Entries pointing to named objects:
==============================

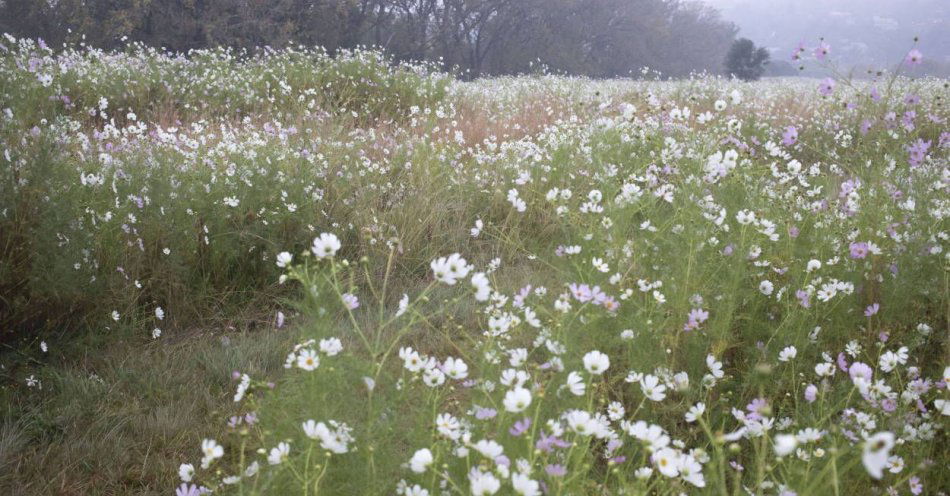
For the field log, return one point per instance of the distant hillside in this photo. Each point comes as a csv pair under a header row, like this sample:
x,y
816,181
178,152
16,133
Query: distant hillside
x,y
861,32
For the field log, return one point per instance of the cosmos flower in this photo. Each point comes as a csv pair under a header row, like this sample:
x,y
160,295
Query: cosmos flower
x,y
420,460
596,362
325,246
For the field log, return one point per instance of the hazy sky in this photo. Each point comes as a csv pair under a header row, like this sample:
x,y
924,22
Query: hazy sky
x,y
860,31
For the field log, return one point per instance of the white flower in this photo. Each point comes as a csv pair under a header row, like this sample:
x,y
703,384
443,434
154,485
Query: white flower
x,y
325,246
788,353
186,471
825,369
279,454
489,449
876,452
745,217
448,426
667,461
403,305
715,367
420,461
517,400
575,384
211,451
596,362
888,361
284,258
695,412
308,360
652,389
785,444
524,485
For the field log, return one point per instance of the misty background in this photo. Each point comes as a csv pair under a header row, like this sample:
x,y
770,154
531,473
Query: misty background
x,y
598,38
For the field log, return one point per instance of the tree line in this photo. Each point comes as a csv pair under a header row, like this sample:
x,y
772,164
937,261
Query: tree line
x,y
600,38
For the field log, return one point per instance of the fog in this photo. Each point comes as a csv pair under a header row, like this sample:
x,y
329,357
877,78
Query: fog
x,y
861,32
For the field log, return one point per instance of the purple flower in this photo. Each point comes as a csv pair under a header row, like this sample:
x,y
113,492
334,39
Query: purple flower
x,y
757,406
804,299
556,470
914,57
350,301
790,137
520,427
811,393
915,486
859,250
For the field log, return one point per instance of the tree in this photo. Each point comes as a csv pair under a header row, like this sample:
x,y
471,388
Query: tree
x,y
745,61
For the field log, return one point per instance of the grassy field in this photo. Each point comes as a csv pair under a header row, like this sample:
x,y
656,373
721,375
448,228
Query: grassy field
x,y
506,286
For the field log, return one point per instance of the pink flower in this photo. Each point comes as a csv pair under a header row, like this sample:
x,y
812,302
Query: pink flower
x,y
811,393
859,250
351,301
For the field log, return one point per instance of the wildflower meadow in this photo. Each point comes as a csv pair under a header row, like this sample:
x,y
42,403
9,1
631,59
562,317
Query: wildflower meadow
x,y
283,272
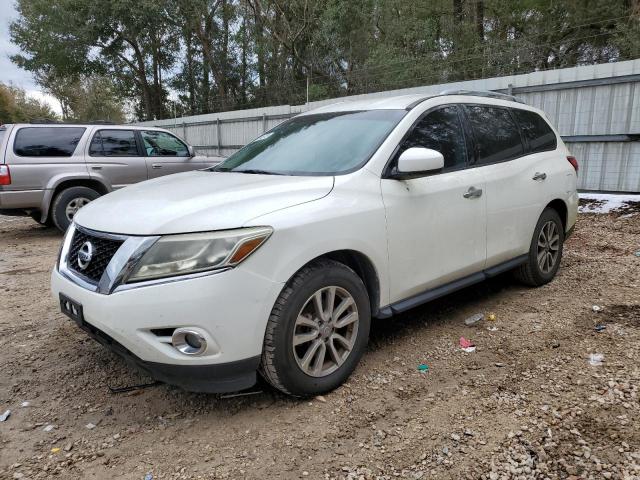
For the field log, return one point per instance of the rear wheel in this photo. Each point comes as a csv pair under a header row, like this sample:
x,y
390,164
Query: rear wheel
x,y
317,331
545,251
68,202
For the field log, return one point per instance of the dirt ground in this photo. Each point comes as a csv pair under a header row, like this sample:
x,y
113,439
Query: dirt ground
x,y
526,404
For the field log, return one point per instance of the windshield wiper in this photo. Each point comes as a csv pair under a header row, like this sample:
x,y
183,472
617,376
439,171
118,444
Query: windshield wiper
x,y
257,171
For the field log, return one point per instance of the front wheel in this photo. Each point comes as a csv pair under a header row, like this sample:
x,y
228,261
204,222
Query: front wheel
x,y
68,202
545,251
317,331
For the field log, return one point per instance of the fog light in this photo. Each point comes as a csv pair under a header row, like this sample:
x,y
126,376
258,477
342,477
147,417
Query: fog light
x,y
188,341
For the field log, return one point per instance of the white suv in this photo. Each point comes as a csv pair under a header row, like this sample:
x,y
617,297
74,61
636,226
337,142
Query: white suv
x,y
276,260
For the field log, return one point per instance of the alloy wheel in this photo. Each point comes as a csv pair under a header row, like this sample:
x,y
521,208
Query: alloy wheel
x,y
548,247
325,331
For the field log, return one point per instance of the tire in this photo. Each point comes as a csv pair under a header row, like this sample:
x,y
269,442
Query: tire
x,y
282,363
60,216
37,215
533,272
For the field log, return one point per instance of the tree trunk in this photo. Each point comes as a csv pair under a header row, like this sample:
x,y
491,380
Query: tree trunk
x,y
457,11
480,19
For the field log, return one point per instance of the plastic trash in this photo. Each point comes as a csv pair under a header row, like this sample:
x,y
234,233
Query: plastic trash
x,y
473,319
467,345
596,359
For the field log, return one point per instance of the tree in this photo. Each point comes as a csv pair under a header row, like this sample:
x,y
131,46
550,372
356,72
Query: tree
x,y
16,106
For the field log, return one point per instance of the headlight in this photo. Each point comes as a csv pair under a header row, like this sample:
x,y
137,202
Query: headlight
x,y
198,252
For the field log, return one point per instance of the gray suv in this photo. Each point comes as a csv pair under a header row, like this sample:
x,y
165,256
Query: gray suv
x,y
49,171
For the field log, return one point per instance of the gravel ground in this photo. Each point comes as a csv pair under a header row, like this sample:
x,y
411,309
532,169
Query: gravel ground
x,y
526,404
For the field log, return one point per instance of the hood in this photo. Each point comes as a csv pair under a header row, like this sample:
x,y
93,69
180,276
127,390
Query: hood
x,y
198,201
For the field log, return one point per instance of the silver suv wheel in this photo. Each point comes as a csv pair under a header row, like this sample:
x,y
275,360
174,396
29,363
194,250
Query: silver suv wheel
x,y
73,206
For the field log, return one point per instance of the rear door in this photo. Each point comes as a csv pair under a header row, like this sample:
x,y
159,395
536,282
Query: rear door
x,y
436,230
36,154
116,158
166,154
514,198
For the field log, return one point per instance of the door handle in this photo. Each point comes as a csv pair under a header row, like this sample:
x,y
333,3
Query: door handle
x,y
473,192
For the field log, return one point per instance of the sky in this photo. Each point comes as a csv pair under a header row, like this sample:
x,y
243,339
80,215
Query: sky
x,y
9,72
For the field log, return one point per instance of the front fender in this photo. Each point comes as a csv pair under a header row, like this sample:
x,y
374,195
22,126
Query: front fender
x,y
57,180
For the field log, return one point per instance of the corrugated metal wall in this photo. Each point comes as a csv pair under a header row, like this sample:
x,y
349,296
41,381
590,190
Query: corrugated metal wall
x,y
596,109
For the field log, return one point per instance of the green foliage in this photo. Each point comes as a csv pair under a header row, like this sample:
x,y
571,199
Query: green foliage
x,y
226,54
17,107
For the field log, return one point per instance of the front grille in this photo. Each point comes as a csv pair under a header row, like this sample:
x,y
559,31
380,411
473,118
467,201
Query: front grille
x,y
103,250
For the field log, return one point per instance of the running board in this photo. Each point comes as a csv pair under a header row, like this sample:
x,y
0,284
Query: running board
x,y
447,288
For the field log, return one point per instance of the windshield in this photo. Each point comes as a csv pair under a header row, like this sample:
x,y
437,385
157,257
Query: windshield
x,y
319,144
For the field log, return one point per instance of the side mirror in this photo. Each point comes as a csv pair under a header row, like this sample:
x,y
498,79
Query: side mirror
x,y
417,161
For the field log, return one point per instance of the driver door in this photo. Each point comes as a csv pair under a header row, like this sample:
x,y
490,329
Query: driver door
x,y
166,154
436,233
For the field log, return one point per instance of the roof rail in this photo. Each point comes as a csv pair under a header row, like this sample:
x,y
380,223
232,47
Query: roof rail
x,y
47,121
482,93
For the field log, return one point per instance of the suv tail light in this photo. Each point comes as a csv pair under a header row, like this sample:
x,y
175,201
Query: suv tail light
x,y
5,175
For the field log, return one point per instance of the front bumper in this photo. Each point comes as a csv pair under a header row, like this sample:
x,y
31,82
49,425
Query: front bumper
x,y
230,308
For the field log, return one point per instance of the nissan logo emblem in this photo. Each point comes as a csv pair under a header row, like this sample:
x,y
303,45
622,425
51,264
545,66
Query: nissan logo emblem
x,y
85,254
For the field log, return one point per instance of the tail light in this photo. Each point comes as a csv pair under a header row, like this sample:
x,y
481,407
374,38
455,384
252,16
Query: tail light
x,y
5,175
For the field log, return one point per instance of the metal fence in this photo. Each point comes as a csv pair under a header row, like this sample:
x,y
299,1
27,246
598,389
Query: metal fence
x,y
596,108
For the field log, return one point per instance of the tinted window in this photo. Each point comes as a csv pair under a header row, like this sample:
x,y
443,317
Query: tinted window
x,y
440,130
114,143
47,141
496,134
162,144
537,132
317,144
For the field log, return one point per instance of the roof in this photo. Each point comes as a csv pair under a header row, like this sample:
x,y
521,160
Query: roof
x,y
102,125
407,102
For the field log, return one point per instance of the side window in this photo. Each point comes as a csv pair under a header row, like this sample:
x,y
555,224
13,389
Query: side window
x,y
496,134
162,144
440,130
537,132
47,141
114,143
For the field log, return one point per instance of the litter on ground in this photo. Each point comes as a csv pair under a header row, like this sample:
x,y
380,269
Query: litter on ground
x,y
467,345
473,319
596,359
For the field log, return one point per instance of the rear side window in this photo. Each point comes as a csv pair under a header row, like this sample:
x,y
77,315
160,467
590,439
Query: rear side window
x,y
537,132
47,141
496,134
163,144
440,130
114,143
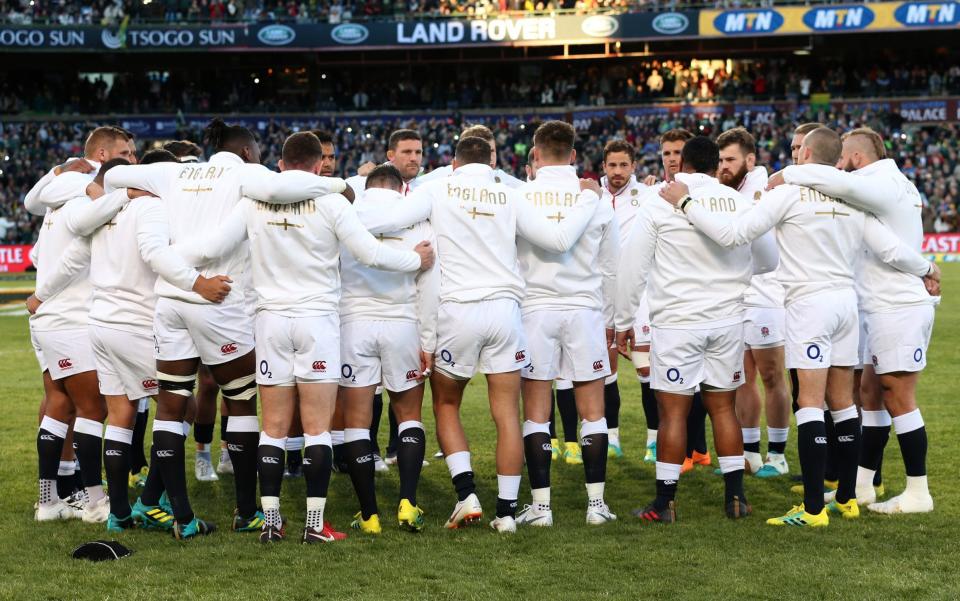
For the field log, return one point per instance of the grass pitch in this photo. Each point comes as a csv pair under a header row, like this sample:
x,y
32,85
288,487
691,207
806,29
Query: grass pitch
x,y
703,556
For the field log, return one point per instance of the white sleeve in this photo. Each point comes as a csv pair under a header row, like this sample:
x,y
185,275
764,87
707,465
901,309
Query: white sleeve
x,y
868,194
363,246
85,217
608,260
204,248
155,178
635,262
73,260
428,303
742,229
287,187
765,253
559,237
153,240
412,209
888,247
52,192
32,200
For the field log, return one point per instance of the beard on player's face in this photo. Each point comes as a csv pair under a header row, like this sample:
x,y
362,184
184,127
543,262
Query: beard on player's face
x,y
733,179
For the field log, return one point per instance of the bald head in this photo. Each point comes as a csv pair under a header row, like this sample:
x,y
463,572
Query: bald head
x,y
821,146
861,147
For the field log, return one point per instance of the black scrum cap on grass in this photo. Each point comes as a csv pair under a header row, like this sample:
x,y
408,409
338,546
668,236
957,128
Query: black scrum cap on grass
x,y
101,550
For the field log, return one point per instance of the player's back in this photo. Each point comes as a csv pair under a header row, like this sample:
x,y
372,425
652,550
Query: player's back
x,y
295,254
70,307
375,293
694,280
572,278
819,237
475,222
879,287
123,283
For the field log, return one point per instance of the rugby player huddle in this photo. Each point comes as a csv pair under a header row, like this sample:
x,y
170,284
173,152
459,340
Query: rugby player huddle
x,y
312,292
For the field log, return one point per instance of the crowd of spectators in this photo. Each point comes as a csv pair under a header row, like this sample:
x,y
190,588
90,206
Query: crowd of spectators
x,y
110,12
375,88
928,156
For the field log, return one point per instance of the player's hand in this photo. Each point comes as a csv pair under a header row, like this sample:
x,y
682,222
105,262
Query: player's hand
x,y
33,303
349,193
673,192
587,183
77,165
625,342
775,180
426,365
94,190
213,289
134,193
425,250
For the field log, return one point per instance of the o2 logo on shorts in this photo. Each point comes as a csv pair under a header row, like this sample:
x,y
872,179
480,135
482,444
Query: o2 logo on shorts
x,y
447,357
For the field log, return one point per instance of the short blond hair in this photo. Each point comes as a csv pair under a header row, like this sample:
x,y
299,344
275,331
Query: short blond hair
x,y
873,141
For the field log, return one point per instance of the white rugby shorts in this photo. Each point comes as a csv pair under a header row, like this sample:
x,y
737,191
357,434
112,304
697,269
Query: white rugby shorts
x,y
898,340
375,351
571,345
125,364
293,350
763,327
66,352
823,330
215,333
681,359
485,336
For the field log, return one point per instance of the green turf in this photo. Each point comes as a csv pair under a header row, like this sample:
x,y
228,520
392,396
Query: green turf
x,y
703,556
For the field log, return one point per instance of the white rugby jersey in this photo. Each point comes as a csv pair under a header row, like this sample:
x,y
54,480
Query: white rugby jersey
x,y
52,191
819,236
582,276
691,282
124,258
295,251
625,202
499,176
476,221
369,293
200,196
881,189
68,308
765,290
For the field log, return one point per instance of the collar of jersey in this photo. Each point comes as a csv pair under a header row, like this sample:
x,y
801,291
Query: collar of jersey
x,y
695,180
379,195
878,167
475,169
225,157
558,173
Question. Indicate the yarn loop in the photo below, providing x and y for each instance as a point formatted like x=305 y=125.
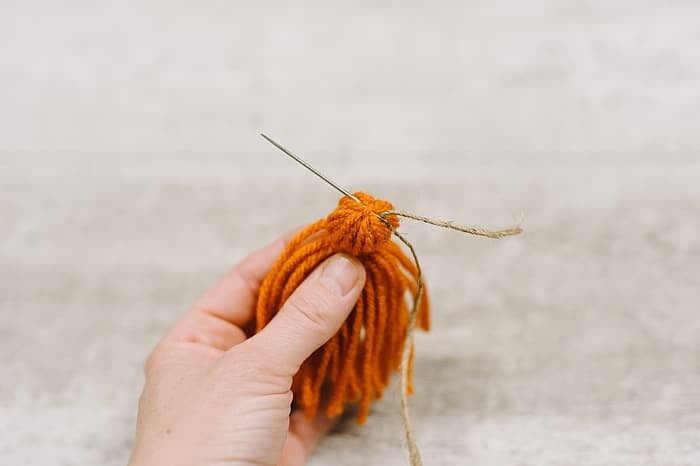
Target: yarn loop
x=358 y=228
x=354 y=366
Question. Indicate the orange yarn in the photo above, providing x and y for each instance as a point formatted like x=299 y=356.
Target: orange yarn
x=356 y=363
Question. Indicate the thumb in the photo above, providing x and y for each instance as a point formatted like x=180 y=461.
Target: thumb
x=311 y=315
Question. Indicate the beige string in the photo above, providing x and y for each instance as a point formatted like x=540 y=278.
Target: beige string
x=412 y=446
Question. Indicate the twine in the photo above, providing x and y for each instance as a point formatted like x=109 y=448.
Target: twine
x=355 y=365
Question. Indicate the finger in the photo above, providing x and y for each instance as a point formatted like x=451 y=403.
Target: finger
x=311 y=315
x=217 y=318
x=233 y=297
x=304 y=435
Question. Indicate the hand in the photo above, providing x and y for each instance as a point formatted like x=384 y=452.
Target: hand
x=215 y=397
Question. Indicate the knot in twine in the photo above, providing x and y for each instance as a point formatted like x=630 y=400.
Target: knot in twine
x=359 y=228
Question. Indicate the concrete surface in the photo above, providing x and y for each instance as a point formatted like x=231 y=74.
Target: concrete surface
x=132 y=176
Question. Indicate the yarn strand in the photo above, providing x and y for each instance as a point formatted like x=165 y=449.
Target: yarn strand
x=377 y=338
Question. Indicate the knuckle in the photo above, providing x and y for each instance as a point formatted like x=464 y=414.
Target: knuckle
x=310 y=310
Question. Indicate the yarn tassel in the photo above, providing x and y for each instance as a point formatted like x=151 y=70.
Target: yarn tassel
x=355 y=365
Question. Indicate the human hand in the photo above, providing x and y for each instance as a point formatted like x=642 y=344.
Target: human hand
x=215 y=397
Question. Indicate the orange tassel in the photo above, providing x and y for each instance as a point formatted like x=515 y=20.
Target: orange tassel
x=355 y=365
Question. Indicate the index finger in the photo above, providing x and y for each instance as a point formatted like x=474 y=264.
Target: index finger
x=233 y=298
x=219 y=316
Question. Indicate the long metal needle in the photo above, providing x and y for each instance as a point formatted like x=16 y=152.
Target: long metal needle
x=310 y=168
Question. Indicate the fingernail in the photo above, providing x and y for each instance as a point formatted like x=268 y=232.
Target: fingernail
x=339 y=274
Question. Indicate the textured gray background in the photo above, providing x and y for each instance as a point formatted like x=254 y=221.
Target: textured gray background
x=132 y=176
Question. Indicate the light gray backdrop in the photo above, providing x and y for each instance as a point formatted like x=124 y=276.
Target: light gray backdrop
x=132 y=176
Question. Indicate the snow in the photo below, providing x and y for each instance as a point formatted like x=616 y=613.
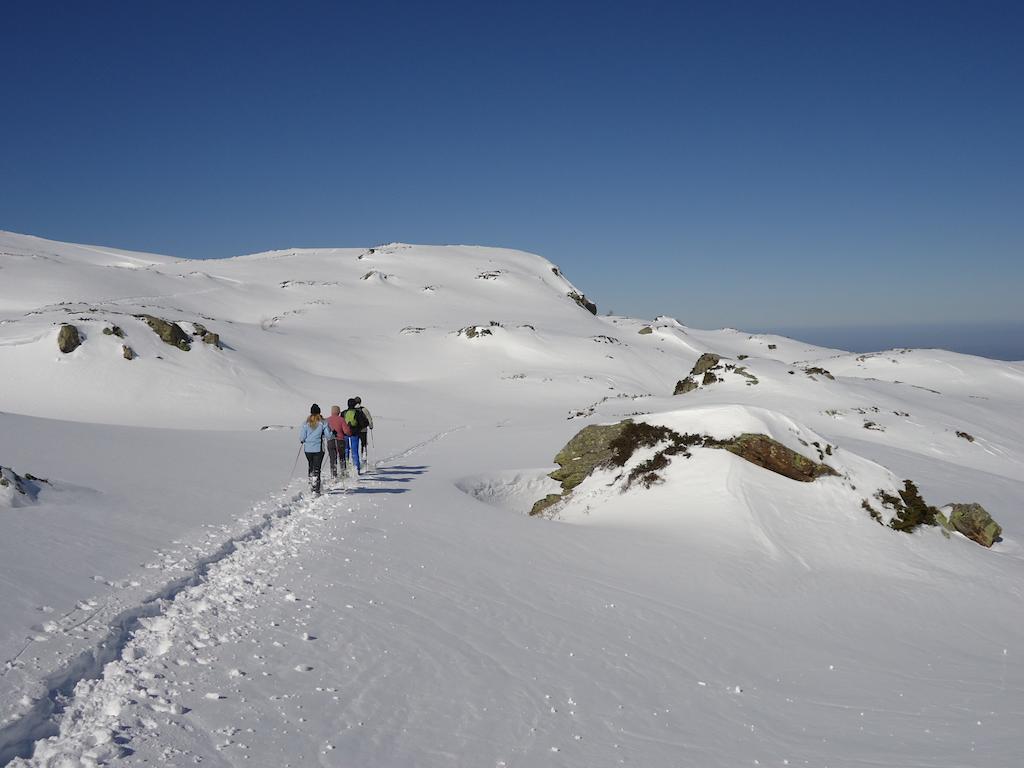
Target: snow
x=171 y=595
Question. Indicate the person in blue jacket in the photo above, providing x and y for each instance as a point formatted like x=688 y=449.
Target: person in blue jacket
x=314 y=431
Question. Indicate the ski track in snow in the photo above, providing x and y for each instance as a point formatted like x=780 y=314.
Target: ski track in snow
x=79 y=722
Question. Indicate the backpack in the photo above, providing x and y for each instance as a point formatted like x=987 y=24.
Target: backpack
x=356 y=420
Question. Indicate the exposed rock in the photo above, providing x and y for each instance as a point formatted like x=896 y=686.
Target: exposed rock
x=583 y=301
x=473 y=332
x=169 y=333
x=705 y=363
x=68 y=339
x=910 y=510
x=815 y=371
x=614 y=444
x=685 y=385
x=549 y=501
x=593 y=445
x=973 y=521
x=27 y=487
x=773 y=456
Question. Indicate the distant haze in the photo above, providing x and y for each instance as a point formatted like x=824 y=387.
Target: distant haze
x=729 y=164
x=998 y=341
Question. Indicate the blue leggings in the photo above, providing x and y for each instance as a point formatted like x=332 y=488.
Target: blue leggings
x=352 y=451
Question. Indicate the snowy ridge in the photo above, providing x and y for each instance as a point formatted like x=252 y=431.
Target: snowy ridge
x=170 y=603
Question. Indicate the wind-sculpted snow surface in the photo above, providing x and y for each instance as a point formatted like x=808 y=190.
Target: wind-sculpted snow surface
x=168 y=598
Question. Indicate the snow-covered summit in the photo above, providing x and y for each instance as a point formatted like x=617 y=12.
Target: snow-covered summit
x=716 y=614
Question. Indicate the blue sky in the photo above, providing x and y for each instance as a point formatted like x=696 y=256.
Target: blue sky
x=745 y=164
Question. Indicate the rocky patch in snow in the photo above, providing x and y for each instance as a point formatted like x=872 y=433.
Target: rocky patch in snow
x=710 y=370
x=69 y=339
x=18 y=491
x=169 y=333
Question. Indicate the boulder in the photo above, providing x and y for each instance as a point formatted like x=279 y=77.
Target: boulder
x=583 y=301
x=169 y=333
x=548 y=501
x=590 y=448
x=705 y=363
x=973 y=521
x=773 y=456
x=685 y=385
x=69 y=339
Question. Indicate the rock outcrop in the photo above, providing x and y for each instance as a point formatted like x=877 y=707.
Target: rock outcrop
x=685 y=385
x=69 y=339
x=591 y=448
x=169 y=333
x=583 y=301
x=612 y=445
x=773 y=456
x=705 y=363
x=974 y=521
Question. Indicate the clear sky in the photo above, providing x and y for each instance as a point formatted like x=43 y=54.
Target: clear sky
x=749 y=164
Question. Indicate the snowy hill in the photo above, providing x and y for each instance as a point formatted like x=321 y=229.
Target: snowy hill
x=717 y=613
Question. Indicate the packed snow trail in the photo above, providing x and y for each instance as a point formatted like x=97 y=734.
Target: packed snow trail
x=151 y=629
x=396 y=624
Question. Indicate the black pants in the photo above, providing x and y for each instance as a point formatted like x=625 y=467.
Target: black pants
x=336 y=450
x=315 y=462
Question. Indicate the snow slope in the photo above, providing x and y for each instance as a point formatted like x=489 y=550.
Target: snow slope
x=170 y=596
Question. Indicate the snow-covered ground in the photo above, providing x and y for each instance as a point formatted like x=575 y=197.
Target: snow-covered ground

==============================

Direction: Render the entries in the stretch from the line containing "Question. Indicate the ski" through the line containing "x=356 y=420" as a two-column CSV with columns named request and answer. Give one row per entry, put each value in a single quoted field, and replace any line breaks with spaces.

Written solution:
request,answer
"Question. Indicate the ski track in snow in the photo above, providing x and y for each instance as a point formatted like x=780 y=314. Target: ski track in snow","x=79 y=722"
"Question. Indicate the backpack in the photo above, providing x and y for each instance as a point formatted like x=987 y=24. Target: backpack","x=356 y=420"